__TASK DIRECTIONS__.
Format the records below as a Markdown table with the columns Row and Text. Include each line from the one containing "palm tree silhouette?" through the one containing "44], [252, 45]]", numbering the rows and skipping blank lines.

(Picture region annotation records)
# # # # # # #

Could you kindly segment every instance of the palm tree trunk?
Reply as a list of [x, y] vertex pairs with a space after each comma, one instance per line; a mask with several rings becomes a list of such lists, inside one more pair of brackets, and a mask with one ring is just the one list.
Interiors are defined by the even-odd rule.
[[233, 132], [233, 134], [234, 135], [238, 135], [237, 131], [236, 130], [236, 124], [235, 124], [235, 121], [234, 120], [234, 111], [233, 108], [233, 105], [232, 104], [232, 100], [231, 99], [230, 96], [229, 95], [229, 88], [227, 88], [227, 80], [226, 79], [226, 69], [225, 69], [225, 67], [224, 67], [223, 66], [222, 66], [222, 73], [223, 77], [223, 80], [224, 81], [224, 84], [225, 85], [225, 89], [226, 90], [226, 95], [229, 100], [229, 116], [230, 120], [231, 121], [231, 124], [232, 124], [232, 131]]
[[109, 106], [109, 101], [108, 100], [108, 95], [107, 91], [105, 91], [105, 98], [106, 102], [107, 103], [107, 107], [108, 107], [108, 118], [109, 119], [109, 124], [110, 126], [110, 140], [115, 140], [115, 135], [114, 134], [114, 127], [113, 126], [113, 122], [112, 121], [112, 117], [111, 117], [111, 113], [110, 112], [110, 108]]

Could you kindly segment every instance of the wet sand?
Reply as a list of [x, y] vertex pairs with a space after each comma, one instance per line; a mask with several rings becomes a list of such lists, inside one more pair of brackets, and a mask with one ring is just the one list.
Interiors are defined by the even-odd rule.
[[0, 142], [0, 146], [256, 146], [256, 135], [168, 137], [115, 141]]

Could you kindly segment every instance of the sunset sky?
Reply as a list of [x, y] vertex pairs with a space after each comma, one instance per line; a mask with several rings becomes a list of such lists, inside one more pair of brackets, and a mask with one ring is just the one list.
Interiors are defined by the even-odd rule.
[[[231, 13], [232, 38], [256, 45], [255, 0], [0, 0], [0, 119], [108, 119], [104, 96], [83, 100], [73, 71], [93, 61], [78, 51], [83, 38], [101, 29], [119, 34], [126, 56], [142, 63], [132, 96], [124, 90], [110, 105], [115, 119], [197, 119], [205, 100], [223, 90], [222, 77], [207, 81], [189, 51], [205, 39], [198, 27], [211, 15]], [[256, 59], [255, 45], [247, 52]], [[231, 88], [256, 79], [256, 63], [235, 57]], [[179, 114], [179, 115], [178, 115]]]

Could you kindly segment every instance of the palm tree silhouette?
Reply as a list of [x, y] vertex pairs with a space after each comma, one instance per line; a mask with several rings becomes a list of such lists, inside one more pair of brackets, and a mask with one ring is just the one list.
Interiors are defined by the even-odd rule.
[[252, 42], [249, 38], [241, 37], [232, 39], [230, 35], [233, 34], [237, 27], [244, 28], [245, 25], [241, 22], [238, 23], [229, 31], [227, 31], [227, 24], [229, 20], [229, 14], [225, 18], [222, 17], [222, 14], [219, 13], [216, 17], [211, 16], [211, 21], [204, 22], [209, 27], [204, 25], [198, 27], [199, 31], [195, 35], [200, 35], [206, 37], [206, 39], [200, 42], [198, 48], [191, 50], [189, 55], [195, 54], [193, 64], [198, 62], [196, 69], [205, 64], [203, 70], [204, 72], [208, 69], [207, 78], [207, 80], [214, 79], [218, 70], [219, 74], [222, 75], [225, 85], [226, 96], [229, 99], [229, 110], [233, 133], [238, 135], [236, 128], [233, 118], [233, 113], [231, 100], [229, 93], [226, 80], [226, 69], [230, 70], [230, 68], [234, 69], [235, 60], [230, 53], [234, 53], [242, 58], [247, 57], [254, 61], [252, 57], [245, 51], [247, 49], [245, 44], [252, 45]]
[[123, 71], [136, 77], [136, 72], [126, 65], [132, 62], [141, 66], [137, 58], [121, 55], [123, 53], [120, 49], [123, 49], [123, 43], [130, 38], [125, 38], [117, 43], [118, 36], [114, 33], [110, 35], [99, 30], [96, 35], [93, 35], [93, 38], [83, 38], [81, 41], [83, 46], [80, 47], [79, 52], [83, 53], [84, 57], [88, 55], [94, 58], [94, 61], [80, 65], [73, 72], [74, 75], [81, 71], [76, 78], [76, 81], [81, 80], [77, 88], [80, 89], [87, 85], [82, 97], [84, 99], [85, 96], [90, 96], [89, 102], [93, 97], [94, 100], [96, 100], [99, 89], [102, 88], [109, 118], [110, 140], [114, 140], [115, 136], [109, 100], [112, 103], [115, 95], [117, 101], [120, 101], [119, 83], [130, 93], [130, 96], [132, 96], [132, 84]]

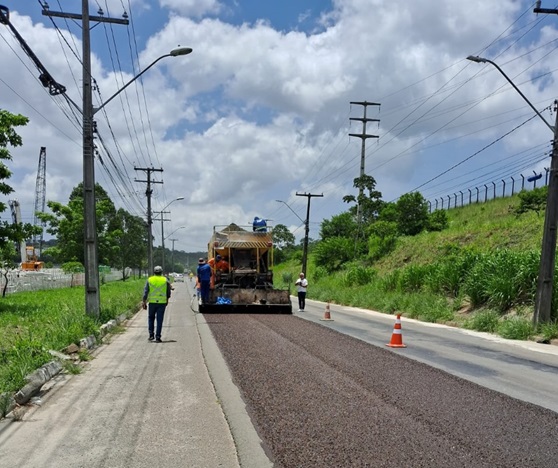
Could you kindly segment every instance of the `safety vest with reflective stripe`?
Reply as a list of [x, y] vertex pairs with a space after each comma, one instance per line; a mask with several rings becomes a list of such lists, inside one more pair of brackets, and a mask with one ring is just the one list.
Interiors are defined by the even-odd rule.
[[167, 279], [164, 276], [150, 276], [148, 301], [155, 304], [167, 303]]

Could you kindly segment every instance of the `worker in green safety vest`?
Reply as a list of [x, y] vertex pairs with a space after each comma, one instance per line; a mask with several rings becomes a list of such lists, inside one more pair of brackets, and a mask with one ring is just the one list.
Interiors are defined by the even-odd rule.
[[[155, 340], [156, 343], [162, 343], [161, 330], [163, 328], [163, 318], [165, 317], [165, 309], [171, 295], [171, 285], [167, 278], [163, 276], [163, 269], [156, 266], [153, 269], [153, 276], [150, 276], [143, 289], [142, 305], [147, 310], [147, 329], [149, 331], [149, 341]], [[155, 329], [155, 319], [157, 319], [157, 328]]]

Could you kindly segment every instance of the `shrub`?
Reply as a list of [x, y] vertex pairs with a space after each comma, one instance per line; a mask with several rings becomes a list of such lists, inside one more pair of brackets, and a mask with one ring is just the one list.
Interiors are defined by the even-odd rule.
[[380, 288], [383, 291], [397, 291], [400, 276], [401, 270], [393, 270], [380, 280]]
[[494, 310], [480, 310], [463, 324], [465, 328], [487, 333], [494, 333], [498, 328], [500, 314]]
[[498, 334], [510, 340], [528, 340], [535, 334], [531, 320], [525, 317], [511, 317], [500, 322]]
[[316, 265], [327, 271], [339, 270], [353, 258], [354, 242], [345, 237], [330, 237], [321, 241], [314, 250]]
[[343, 284], [345, 286], [363, 286], [371, 283], [376, 275], [377, 272], [374, 268], [352, 266], [343, 275]]
[[406, 292], [420, 291], [429, 270], [429, 266], [409, 265], [401, 272], [399, 287]]
[[431, 232], [443, 231], [449, 226], [446, 210], [435, 210], [428, 215], [427, 229]]

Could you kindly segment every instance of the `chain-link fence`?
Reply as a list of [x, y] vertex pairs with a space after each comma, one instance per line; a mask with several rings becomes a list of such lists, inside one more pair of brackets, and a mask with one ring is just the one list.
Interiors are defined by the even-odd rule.
[[[118, 281], [122, 279], [122, 271], [111, 270], [101, 273], [102, 282]], [[69, 288], [73, 286], [83, 286], [85, 283], [85, 273], [64, 273], [60, 268], [48, 268], [40, 271], [19, 271], [8, 272], [8, 287], [6, 294], [21, 291], [40, 291], [44, 289]], [[6, 278], [0, 276], [0, 290], [4, 290]]]

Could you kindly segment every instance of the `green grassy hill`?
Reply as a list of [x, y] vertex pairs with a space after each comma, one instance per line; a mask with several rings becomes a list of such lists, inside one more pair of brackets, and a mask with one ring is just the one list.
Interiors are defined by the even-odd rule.
[[[517, 216], [519, 202], [515, 195], [450, 209], [444, 231], [400, 237], [381, 260], [359, 258], [332, 274], [316, 268], [310, 252], [308, 297], [550, 341], [558, 337], [556, 323], [532, 325], [544, 213]], [[289, 284], [299, 269], [294, 261], [278, 265], [278, 284]]]
[[498, 198], [447, 211], [449, 228], [402, 237], [387, 257], [376, 263], [381, 273], [404, 265], [432, 263], [448, 246], [471, 246], [481, 251], [508, 248], [514, 251], [540, 250], [544, 213], [533, 211], [516, 216], [519, 198]]

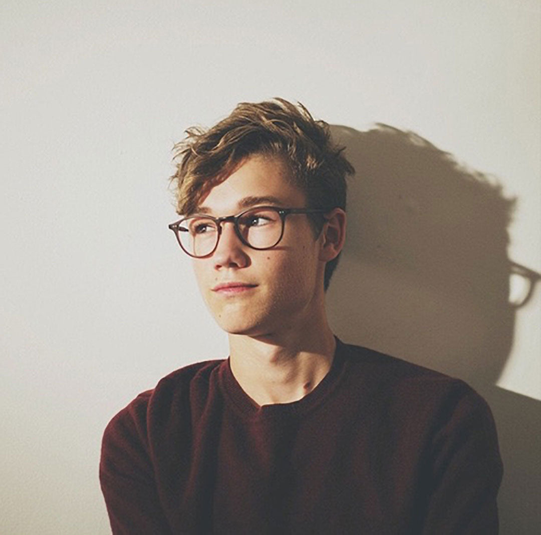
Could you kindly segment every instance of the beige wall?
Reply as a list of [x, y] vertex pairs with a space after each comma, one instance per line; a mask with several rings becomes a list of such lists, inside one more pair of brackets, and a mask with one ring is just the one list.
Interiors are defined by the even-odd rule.
[[[493, 175], [517, 199], [509, 258], [541, 272], [539, 12], [536, 0], [3, 2], [0, 531], [108, 532], [97, 463], [109, 418], [169, 371], [227, 355], [167, 229], [167, 177], [183, 129], [239, 101], [301, 101], [337, 125], [354, 160], [359, 132], [382, 123]], [[434, 198], [424, 169], [420, 189], [401, 183], [403, 203], [385, 201], [392, 183], [373, 183], [382, 209], [366, 216], [388, 221], [384, 210], [397, 209], [400, 229], [416, 214], [412, 248], [367, 255], [374, 235], [352, 214], [331, 319], [345, 338], [459, 375], [486, 397], [506, 463], [502, 532], [533, 533], [541, 291], [518, 309], [493, 306], [490, 277], [503, 272], [490, 266], [503, 269], [504, 250], [486, 276], [482, 262], [472, 269], [480, 300], [452, 291], [459, 247], [438, 250], [426, 283], [411, 262], [432, 250], [414, 229], [439, 220], [421, 218]], [[449, 203], [439, 206], [451, 227], [478, 216], [453, 246], [486, 260], [491, 211], [474, 196], [461, 211], [462, 183], [445, 176], [437, 191]], [[358, 180], [355, 215], [358, 184], [371, 183]]]

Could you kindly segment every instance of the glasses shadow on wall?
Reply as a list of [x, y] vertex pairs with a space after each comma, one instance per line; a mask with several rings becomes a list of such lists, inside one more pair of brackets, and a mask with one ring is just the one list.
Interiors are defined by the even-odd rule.
[[[541, 403], [496, 386], [540, 276], [507, 257], [514, 200], [415, 133], [331, 127], [355, 169], [327, 295], [345, 341], [466, 381], [486, 399], [505, 475], [500, 533], [541, 533]], [[510, 278], [514, 295], [510, 297]]]

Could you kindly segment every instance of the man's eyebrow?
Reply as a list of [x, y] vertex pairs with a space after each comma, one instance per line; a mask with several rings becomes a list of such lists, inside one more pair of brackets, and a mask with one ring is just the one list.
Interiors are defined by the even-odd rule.
[[[250, 208], [252, 206], [258, 206], [260, 204], [270, 204], [276, 206], [282, 206], [283, 204], [283, 201], [279, 199], [277, 197], [273, 197], [272, 195], [263, 196], [252, 196], [244, 197], [237, 203], [239, 210], [243, 210], [245, 208]], [[195, 210], [196, 213], [212, 213], [212, 210], [207, 206], [197, 206]]]

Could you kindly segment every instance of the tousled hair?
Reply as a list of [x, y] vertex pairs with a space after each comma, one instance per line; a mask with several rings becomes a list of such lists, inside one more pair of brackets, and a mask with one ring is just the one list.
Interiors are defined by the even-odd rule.
[[[331, 141], [327, 123], [314, 120], [300, 103], [278, 98], [241, 103], [212, 128], [193, 126], [186, 133], [174, 146], [176, 171], [171, 177], [179, 214], [194, 213], [214, 186], [254, 155], [282, 158], [308, 208], [346, 209], [346, 177], [354, 170], [344, 148]], [[319, 234], [324, 220], [316, 216], [311, 220]], [[337, 257], [325, 266], [326, 290], [338, 262]]]

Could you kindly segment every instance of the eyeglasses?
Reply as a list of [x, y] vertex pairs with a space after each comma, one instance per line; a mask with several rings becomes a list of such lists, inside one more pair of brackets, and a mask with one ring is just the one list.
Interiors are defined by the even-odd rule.
[[231, 222], [245, 245], [259, 250], [277, 245], [283, 236], [286, 217], [292, 213], [325, 213], [328, 209], [256, 206], [237, 216], [213, 217], [195, 214], [169, 225], [185, 253], [195, 258], [212, 255], [218, 246], [222, 224]]

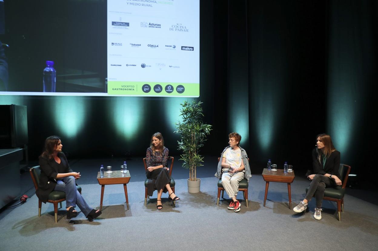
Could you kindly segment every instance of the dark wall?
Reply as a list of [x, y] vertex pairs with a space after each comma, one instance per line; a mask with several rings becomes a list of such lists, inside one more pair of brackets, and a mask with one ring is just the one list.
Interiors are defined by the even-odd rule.
[[[13, 2], [6, 2], [7, 23], [19, 18], [25, 20], [22, 17], [12, 15], [19, 11], [14, 9]], [[54, 23], [59, 28], [51, 33], [43, 31], [39, 25], [41, 25], [46, 12], [41, 12], [41, 9], [36, 7], [33, 12], [39, 17], [39, 23], [33, 21], [32, 31], [25, 29], [25, 34], [39, 34], [43, 37], [46, 34], [53, 34], [52, 36], [57, 40], [64, 41], [65, 49], [57, 51], [52, 45], [55, 41], [53, 40], [48, 46], [49, 51], [57, 54], [65, 64], [95, 71], [101, 77], [104, 77], [106, 63], [96, 59], [106, 59], [106, 41], [104, 40], [106, 36], [91, 29], [83, 35], [80, 25], [75, 24], [79, 22], [75, 18], [80, 20], [83, 27], [89, 25], [86, 22], [94, 22], [99, 30], [106, 29], [103, 22], [106, 18], [103, 9], [105, 2], [71, 1], [56, 4], [62, 5], [57, 6], [63, 10], [58, 15], [60, 18], [69, 17], [72, 19]], [[47, 8], [40, 7], [43, 10]], [[77, 17], [87, 9], [88, 11], [84, 12], [84, 17]], [[249, 154], [253, 171], [260, 172], [270, 158], [281, 167], [284, 161], [288, 161], [300, 175], [311, 168], [311, 152], [316, 136], [325, 132], [331, 134], [336, 148], [345, 149], [341, 152], [342, 162], [352, 165], [352, 172], [361, 174], [361, 180], [372, 183], [371, 176], [362, 175], [368, 164], [367, 160], [361, 160], [374, 162], [370, 157], [374, 156], [373, 148], [366, 146], [376, 138], [375, 124], [370, 119], [376, 112], [373, 96], [375, 91], [372, 87], [376, 82], [374, 69], [377, 66], [374, 26], [377, 23], [376, 3], [368, 1], [203, 0], [200, 11], [201, 86], [200, 96], [197, 100], [204, 102], [205, 122], [214, 126], [202, 153], [217, 156], [227, 145], [228, 133], [245, 132], [242, 136], [247, 136], [243, 138], [241, 144]], [[343, 15], [341, 13], [347, 14]], [[352, 20], [344, 22], [351, 14], [353, 17]], [[28, 15], [26, 17], [29, 17]], [[49, 15], [45, 16], [53, 18]], [[370, 25], [368, 28], [367, 24]], [[335, 35], [348, 34], [349, 31], [354, 32], [355, 36], [336, 36], [335, 38]], [[10, 58], [14, 57], [9, 59], [9, 68], [15, 71], [16, 66], [19, 65], [27, 68], [22, 64], [26, 64], [35, 72], [16, 76], [14, 71], [11, 72], [13, 73], [10, 74], [10, 79], [13, 78], [15, 83], [20, 78], [40, 82], [46, 55], [40, 48], [33, 51], [23, 40], [22, 29], [12, 31], [8, 30], [9, 33], [0, 37], [2, 42], [8, 42], [14, 50], [8, 51]], [[363, 39], [356, 43], [355, 38], [359, 37]], [[25, 39], [27, 40], [28, 37], [30, 36]], [[349, 45], [345, 46], [347, 42]], [[57, 43], [61, 45], [60, 42]], [[22, 53], [17, 54], [17, 50]], [[31, 51], [33, 54], [28, 58], [30, 61], [23, 59]], [[359, 52], [358, 55], [352, 59], [348, 58], [348, 55], [356, 51]], [[335, 57], [336, 52], [344, 57]], [[359, 58], [364, 59], [359, 61]], [[348, 59], [350, 59], [349, 67], [343, 68], [342, 63]], [[360, 65], [361, 62], [363, 67]], [[330, 67], [331, 63], [332, 67]], [[353, 85], [341, 81], [337, 82], [338, 87], [330, 88], [334, 86], [334, 79], [343, 79], [343, 72], [353, 72], [353, 69], [358, 69], [360, 77], [355, 78], [357, 80]], [[349, 77], [345, 77], [347, 79]], [[345, 97], [345, 86], [352, 91], [354, 88], [359, 94], [359, 99], [350, 100], [351, 103], [358, 101], [359, 105], [353, 105], [351, 110], [353, 112], [347, 112], [344, 119], [336, 119], [329, 115], [332, 108], [338, 107], [335, 106], [338, 100], [334, 96]], [[363, 92], [360, 91], [362, 89]], [[64, 97], [30, 96], [3, 96], [0, 99], [2, 99], [0, 100], [2, 104], [11, 102], [28, 106], [29, 156], [32, 159], [36, 158], [40, 152], [44, 139], [53, 134], [64, 137], [65, 149], [77, 157], [143, 155], [150, 135], [156, 131], [163, 134], [172, 154], [178, 153], [175, 146], [178, 138], [172, 133], [172, 126], [175, 120], [167, 117], [167, 113], [171, 113], [178, 119], [177, 111], [179, 103], [184, 100], [182, 99], [87, 97], [66, 100]], [[74, 136], [65, 136], [64, 130], [52, 118], [57, 112], [54, 109], [59, 99], [61, 103], [58, 104], [64, 106], [72, 103], [73, 100], [85, 104], [84, 125]], [[115, 109], [116, 106], [121, 105], [124, 109]], [[344, 111], [344, 107], [341, 106], [339, 110]], [[141, 114], [136, 119], [135, 109]], [[59, 111], [63, 112], [64, 109]], [[130, 119], [124, 120], [125, 125], [138, 124], [137, 129], [131, 137], [125, 138], [117, 132], [114, 121], [109, 119], [110, 114], [116, 116], [114, 114], [116, 112]], [[341, 131], [345, 121], [351, 120], [355, 120], [353, 129], [347, 133], [353, 137], [347, 142], [343, 140], [343, 134], [340, 136], [338, 132]], [[334, 125], [336, 127], [331, 126]]]

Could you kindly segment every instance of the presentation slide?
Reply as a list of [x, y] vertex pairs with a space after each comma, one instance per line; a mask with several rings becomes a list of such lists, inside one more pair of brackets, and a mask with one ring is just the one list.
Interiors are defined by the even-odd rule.
[[200, 95], [199, 0], [108, 0], [108, 93]]
[[101, 4], [67, 2], [77, 11], [42, 26], [0, 22], [0, 95], [199, 96], [200, 0]]

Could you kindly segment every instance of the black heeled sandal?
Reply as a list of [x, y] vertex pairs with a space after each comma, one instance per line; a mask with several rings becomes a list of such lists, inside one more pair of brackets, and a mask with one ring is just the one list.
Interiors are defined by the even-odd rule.
[[[156, 201], [161, 201], [161, 200], [156, 200]], [[160, 210], [161, 209], [163, 208], [163, 205], [156, 205], [156, 208], [157, 208], [158, 210]]]
[[87, 216], [87, 219], [89, 221], [93, 221], [93, 220], [97, 218], [102, 213], [102, 212], [99, 210], [98, 212], [96, 213], [96, 210], [92, 209], [92, 211], [89, 212], [88, 216]]
[[73, 218], [75, 218], [77, 216], [77, 212], [74, 212], [75, 210], [75, 208], [71, 206], [70, 208], [70, 209], [67, 211], [67, 219], [70, 220]]
[[[174, 192], [172, 192], [170, 193], [170, 194], [174, 194], [174, 193], [175, 193]], [[180, 198], [179, 198], [177, 196], [176, 196], [173, 199], [172, 199], [172, 198], [170, 197], [170, 194], [169, 194], [169, 199], [170, 200], [173, 200], [174, 201], [176, 201], [176, 200], [179, 200], [180, 199]]]

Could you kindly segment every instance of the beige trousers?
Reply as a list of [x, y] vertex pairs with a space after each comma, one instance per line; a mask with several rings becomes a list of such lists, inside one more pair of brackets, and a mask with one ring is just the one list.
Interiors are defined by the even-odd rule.
[[244, 172], [237, 172], [233, 175], [228, 172], [222, 174], [222, 185], [230, 198], [235, 198], [239, 191], [239, 182], [244, 179]]

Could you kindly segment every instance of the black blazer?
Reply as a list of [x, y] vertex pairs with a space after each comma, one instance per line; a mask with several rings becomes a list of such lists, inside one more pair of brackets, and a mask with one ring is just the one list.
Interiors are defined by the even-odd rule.
[[[58, 153], [58, 157], [63, 159], [67, 163], [65, 167], [64, 173], [72, 172], [73, 171], [70, 167], [66, 156], [63, 152]], [[46, 156], [39, 156], [39, 166], [41, 168], [41, 175], [39, 177], [39, 184], [38, 189], [36, 191], [36, 194], [42, 202], [47, 202], [49, 194], [54, 191], [56, 185], [56, 176], [58, 175], [58, 170], [54, 159], [49, 160]]]
[[341, 176], [339, 173], [339, 168], [340, 168], [340, 152], [339, 151], [335, 150], [331, 153], [330, 156], [327, 158], [323, 169], [323, 159], [321, 158], [320, 163], [319, 163], [316, 148], [314, 148], [312, 151], [312, 165], [315, 174], [324, 175], [327, 173], [336, 175], [341, 179]]

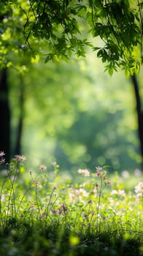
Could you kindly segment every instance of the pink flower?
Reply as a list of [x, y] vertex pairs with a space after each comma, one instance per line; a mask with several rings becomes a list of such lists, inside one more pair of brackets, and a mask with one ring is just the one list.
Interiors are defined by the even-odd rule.
[[0, 157], [4, 157], [4, 155], [5, 154], [4, 153], [4, 151], [0, 152]]
[[46, 169], [47, 169], [47, 167], [45, 165], [40, 165], [40, 167], [39, 167], [39, 170], [42, 172], [46, 170]]
[[102, 170], [102, 167], [99, 166], [96, 167], [96, 169], [97, 172], [101, 172], [101, 170]]
[[36, 187], [37, 187], [39, 184], [39, 182], [38, 181], [34, 181]]
[[87, 169], [79, 169], [77, 173], [82, 173], [85, 175], [85, 176], [90, 176], [90, 172]]
[[1, 164], [4, 164], [5, 162], [5, 159], [4, 158], [1, 158], [1, 159], [0, 159], [0, 165]]
[[45, 211], [42, 212], [40, 215], [42, 217], [44, 217], [46, 215]]
[[18, 162], [23, 162], [26, 160], [26, 157], [23, 156], [20, 156], [20, 154], [15, 154], [14, 157], [14, 160], [17, 160]]

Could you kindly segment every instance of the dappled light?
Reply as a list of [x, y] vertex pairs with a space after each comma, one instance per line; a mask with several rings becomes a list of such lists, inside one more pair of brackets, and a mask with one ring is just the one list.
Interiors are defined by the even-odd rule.
[[142, 11], [1, 0], [1, 256], [143, 255]]

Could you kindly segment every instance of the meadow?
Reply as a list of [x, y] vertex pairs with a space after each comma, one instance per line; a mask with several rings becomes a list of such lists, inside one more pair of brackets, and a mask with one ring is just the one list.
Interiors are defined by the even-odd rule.
[[64, 176], [56, 162], [26, 170], [0, 152], [1, 256], [143, 255], [143, 182], [108, 167]]

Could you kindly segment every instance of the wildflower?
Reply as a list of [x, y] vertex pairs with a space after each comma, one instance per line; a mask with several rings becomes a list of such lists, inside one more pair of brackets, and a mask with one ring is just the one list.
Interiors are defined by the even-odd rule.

# # # # # # #

__RESULT__.
| Row | Text |
|---|---|
| 1 | Could you kindly segment every instance of the palm tree silhouette? |
| 2 | Reply as a list of [x, y] vertex pairs with a space after each comma, one instance per line; a mask with several rings becomes a list of such lists, inside one more pair of brackets, and a mask with one ring is just the one list. |
| 3 | Interiors are defined by the even-odd rule. |
| 4 | [[252, 42], [249, 38], [241, 37], [232, 39], [230, 35], [233, 34], [237, 27], [244, 28], [245, 25], [241, 22], [238, 23], [229, 31], [227, 31], [227, 24], [229, 20], [229, 14], [225, 18], [222, 17], [222, 14], [219, 13], [216, 17], [211, 16], [211, 21], [204, 22], [209, 27], [204, 25], [198, 27], [199, 31], [195, 35], [200, 35], [206, 37], [206, 39], [200, 42], [198, 48], [191, 50], [189, 55], [195, 54], [193, 64], [198, 62], [196, 69], [205, 64], [203, 70], [204, 72], [208, 69], [207, 78], [207, 80], [214, 79], [218, 70], [219, 74], [222, 75], [225, 85], [226, 96], [229, 99], [229, 110], [233, 133], [238, 135], [236, 128], [233, 118], [233, 113], [231, 100], [229, 93], [226, 80], [226, 69], [230, 70], [230, 68], [234, 69], [235, 60], [230, 53], [234, 53], [242, 58], [247, 57], [254, 61], [252, 57], [245, 51], [247, 49], [245, 44], [252, 45]] |